- [Exercise requirements]:
Reproduce all of the data below without alteration; exclude every picture.

- [Entries supplied]:
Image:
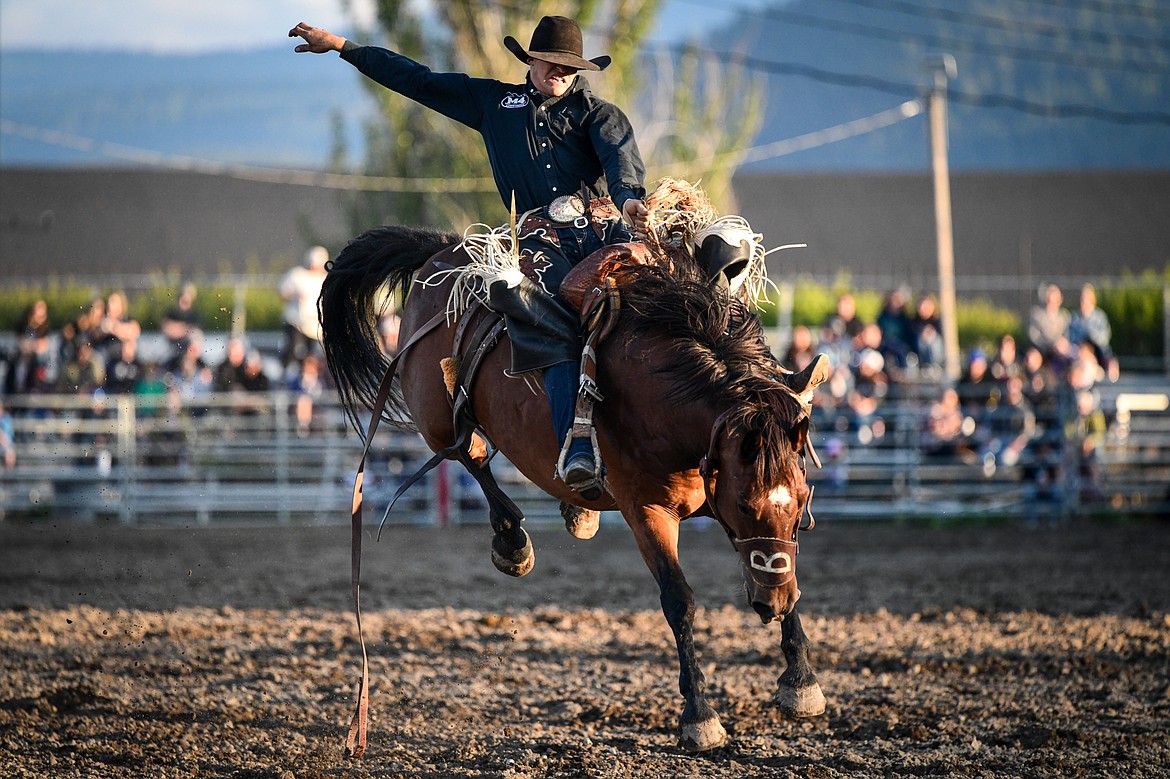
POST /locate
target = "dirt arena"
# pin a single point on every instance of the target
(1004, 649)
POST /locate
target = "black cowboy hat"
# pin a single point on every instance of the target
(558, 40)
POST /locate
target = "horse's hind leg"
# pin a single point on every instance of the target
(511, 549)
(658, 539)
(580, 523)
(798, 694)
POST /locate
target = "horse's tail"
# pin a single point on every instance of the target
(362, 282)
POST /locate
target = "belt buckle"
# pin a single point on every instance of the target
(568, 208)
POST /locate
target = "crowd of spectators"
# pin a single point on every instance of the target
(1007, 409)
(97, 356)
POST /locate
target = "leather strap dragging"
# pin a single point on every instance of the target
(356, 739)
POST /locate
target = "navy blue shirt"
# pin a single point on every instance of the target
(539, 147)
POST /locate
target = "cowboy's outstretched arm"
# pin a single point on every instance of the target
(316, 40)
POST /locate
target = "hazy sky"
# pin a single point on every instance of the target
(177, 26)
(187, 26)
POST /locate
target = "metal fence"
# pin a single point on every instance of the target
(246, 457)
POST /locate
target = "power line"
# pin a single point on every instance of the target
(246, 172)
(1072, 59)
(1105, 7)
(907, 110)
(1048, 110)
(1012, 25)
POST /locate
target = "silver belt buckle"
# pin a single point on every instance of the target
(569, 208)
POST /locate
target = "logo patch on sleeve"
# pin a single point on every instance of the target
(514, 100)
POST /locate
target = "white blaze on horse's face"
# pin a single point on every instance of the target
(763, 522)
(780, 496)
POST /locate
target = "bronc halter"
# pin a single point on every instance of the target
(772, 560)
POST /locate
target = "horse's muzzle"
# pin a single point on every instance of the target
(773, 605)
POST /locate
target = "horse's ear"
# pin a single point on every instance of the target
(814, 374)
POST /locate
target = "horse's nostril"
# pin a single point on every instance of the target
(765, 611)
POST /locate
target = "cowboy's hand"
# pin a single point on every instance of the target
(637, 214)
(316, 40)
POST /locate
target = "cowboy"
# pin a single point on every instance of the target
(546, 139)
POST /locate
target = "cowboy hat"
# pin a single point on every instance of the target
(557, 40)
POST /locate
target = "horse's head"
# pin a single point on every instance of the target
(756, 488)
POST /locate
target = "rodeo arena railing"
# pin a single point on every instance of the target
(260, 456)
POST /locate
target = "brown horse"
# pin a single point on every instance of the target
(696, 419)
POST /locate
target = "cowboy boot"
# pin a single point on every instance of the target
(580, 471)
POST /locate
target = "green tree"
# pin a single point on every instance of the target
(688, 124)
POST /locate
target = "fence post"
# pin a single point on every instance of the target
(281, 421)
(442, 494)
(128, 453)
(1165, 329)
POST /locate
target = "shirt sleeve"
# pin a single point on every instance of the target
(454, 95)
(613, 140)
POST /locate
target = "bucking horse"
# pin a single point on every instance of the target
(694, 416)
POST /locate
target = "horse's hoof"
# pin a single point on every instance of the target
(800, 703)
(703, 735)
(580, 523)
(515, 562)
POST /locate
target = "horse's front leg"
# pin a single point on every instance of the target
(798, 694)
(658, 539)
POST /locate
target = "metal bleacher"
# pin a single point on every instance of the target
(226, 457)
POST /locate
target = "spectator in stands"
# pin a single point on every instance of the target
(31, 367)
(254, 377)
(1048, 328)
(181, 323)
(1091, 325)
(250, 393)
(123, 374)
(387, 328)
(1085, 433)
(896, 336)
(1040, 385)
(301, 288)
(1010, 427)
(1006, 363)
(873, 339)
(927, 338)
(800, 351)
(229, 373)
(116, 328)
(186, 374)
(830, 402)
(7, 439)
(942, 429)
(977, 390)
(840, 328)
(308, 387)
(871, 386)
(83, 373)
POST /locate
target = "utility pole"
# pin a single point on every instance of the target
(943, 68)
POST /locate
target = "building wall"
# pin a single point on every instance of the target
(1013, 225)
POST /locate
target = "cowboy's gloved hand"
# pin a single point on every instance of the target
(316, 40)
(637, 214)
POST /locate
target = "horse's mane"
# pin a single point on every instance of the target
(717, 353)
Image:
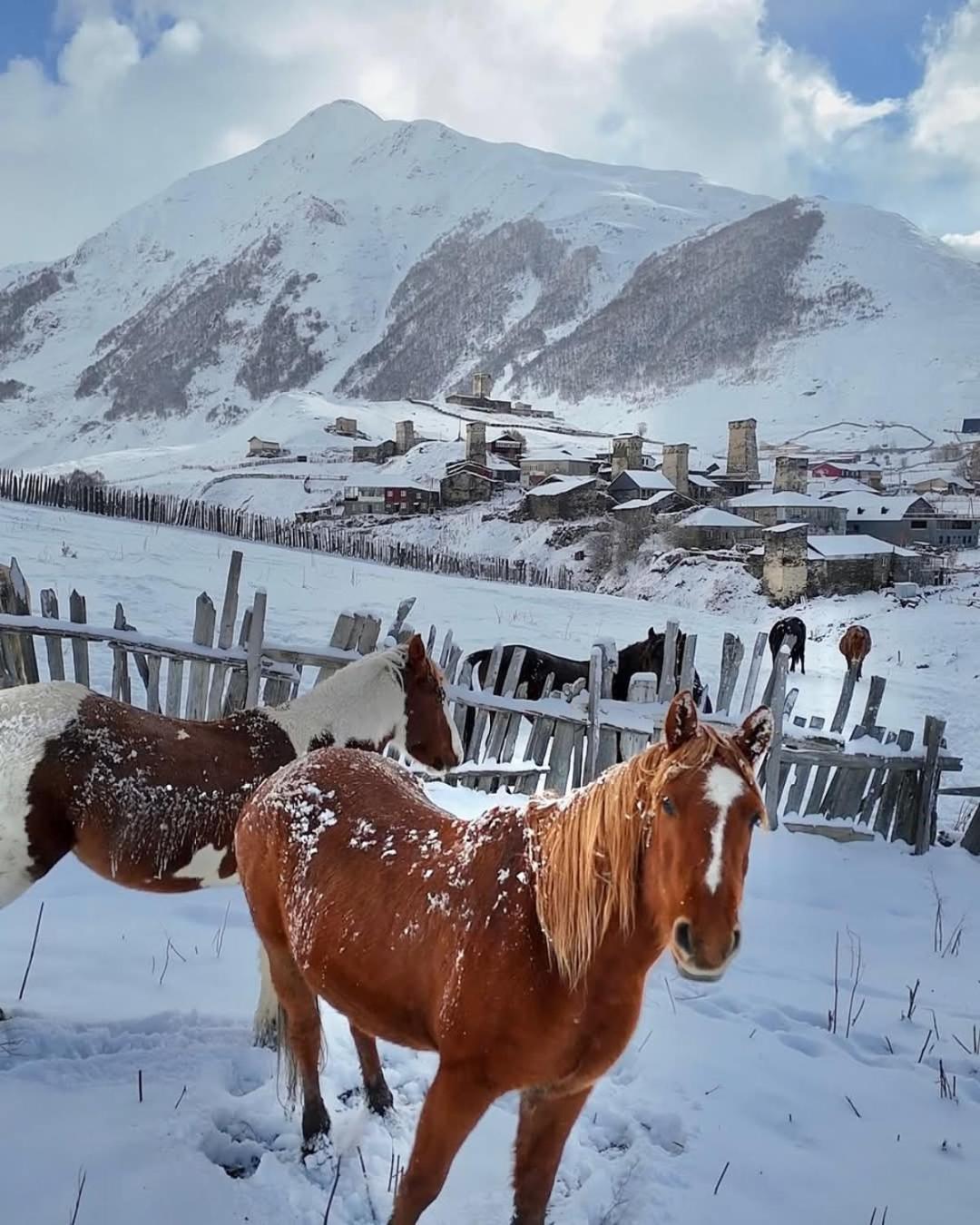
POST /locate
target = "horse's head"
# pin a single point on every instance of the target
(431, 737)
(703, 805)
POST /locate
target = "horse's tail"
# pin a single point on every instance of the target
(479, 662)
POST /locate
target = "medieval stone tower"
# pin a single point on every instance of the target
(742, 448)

- [Task result]:
Image:
POST /locate
target = "dirt arena"
# pin a single point on every instance of the target
(1004, 649)
POST /locate
target = "black cowboy hat"
# pin a single point on every instance of the target
(558, 40)
POST /locate
target = "horse's hind leg"
# pin a single point on every instance of the target
(511, 549)
(658, 539)
(580, 523)
(798, 694)
POST /locate
target = "horse's tail"
# pin a single point on every instance of the target
(362, 282)
POST /locate
target = "belt buckle"
# pin a single point on every instance of the target
(568, 208)
POST /locate
target = "crowd of spectators"
# pin a single point on every instance of the target
(1007, 409)
(97, 356)
POST /locate
target = "leather strap dragging"
# pin a single point on every instance of the target
(356, 739)
POST /locate
target = "navy blue shirt"
# pin a single point on every instance of the target
(539, 147)
POST /locate
target = "cowboy's outstretched arm"
# pin a single point on every instance of the target
(316, 40)
POST /locate
target = "hazy sky"
# pin a single point on every instance of the target
(177, 26)
(187, 26)
POST /locate
target = "metal fence"
# pin a single point on every instance of the target
(246, 457)
POST /locate
target = "power line"
# pin a single point on every instance of the target
(246, 172)
(1072, 59)
(1105, 7)
(907, 110)
(1048, 110)
(1012, 25)
POST /locate
target = "silver belt buckle"
# pin a single point on every instance of the target
(569, 208)
POST /locate
target = "logo patch on sleeve"
# pin a single point on every instance of the target
(514, 100)
POST /locate
target = "white blaze on horse's face"
# pin a single point on every instance of the target
(763, 522)
(780, 496)
POST /locate
target = "bronc halter"
# pin a single point on every instance of the target
(772, 560)
POST /locate
target = "horse's muzzle"
# pin a single point on every instance of the target
(773, 605)
POST /locate
target = "horse's ear"
# pin a single point on every instance of the target
(814, 374)
POST /locate
target = "horse's nostril"
# pin a single point on every instance of the target
(765, 611)
POST /locate
target = "cowboy's hand"
# pin a single point on every instance of the target
(637, 214)
(316, 40)
POST /locate
target = "cowboy"
# pin a single point on every instance of the target
(546, 139)
POST /locate
target = "cowboy hat"
# pin a single point on every instance of the target
(557, 40)
POST /locate
target = "horse's head"
# pin a single point on every instance of the target
(756, 488)
POST /locate
target = "rodeo arena railing"
# pin a single point on every instance of the target
(260, 456)
POST /locate
target = "brown horse"
# pin a single point on every instance of the target
(696, 419)
POST /locate
target = "cowboy boot"
# pin a single point on every instance of the target
(580, 471)
POST /locate
target = "green tree"
# pin a single point on every instance of the target
(688, 124)
POST /locate
target = "fence post"
# pin a single point on every instance of the target
(281, 421)
(442, 494)
(128, 453)
(1165, 329)
POST /locate
target = "shirt sleeve"
# pin a single point on every instance of the target
(454, 95)
(613, 140)
POST /locate
target = "bucking horse"
# pin a single point on every instance of the target
(694, 416)
POST /locate
target = "horse's hoof"
# pin a single point on every instance of the target
(800, 703)
(703, 735)
(580, 523)
(515, 562)
POST /locate
target = "horse's front leg"
# pin a single point on every instance of the target
(798, 694)
(658, 539)
POST /locate
target = "metal bleacher"
# pin a single point on every instance of the target
(226, 457)
POST /locate
target = "spectator in stands"
# pin a single point on every instance of the target
(31, 367)
(254, 377)
(1048, 328)
(181, 323)
(1091, 325)
(250, 393)
(123, 374)
(387, 328)
(1085, 433)
(896, 336)
(1040, 385)
(301, 288)
(1010, 427)
(1006, 363)
(873, 339)
(927, 338)
(800, 351)
(229, 373)
(116, 328)
(186, 374)
(830, 402)
(7, 439)
(942, 429)
(977, 390)
(840, 328)
(308, 387)
(871, 386)
(83, 373)
POST /locate
target = "utility pole"
# pin a single point on every instance of the target
(943, 68)
POST /locate
target = "building wall"
# pin a single point on every instance of the target
(1013, 225)
POST /locate
target = "cowboy's gloved hand"
# pin a single point on every instance of the target
(316, 40)
(637, 214)
POST /locate
target = "horse's mane"
# pin a single point on every instance of the target
(717, 353)
Image:
POST /locate
target = "horse's head"
# pin a single point on every instance of the target
(431, 737)
(703, 805)
POST /locate
target = "horse's tail"
# pin a single point on every instance of the target
(479, 662)
POST /locate
target = "medieval stone tower"
# pin a single point on every instance of the target
(742, 448)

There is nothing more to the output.